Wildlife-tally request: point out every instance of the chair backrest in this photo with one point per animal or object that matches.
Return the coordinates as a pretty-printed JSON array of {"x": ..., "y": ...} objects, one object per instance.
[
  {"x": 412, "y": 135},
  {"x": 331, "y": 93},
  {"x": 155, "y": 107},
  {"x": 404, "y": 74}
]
--- --- ---
**CHALLENGE**
Render each line of the records above as a Markdown table with two columns, Row and Line, giving every line its row number and skipping any blank lines.

**ANSWER TO THE PROBLEM**
| Row | Line |
|---|---|
| 1 | Wildlife-tally request: point out every instance of the chair backrest in this photo with one point per animal or object that matches. |
| 2 | Return the coordinates as a pretty-printed JSON array of {"x": ..., "y": ...} objects, one object per instance. |
| 3 | [ |
| 4 |   {"x": 412, "y": 135}, |
| 5 |   {"x": 331, "y": 93}, |
| 6 |   {"x": 155, "y": 107}, |
| 7 |   {"x": 404, "y": 74} |
| 8 | ] |